EXERCISE PROMPT => Pull every line of the entries that has the word "blue".

RECORDED DATA =>
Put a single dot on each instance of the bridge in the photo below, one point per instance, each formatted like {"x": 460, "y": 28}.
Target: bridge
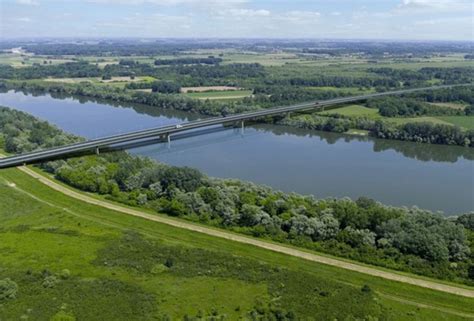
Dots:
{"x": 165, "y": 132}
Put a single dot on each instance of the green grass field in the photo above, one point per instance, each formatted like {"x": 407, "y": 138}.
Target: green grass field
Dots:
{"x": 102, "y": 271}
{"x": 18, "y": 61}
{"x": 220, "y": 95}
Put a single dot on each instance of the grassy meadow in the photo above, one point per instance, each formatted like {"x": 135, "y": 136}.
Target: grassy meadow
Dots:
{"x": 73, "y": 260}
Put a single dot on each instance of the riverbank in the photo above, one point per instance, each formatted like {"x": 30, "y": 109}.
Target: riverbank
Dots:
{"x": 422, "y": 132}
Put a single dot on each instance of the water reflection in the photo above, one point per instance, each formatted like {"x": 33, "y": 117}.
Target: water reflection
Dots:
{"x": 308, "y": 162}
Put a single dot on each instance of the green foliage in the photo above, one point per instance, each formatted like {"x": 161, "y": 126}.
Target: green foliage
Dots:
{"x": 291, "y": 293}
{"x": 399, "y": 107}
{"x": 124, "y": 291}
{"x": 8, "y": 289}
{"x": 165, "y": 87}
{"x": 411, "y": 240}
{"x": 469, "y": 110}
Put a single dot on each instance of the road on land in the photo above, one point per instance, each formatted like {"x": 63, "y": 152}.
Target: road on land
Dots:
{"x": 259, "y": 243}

---

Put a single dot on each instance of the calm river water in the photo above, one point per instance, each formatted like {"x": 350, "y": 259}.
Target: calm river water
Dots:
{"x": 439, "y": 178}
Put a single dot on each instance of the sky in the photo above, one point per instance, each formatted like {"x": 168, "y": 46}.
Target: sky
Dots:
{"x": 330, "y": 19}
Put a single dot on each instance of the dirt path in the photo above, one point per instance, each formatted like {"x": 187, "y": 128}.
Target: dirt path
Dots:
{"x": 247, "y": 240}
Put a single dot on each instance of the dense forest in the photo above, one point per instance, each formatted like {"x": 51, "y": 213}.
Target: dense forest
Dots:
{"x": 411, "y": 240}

==

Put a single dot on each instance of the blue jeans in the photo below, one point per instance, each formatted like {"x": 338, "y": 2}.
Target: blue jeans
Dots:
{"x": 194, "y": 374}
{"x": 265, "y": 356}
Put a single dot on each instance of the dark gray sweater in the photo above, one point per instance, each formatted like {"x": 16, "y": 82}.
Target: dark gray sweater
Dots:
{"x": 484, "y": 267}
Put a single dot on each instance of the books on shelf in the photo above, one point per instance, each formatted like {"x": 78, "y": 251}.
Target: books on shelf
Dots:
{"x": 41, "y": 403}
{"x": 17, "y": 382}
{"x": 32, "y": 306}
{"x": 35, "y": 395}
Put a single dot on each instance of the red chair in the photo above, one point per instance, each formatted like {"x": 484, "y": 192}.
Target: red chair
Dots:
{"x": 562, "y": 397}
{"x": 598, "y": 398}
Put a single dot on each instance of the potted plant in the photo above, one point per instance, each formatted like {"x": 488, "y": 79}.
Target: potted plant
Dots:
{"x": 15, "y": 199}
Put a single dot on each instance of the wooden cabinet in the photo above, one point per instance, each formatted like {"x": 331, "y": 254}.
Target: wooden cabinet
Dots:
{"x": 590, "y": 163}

ANSWER AREA =>
Put a single dot on each instance of the blue jeans in the photo below, one point per instance, each formatted like {"x": 338, "y": 2}.
Target: blue jeans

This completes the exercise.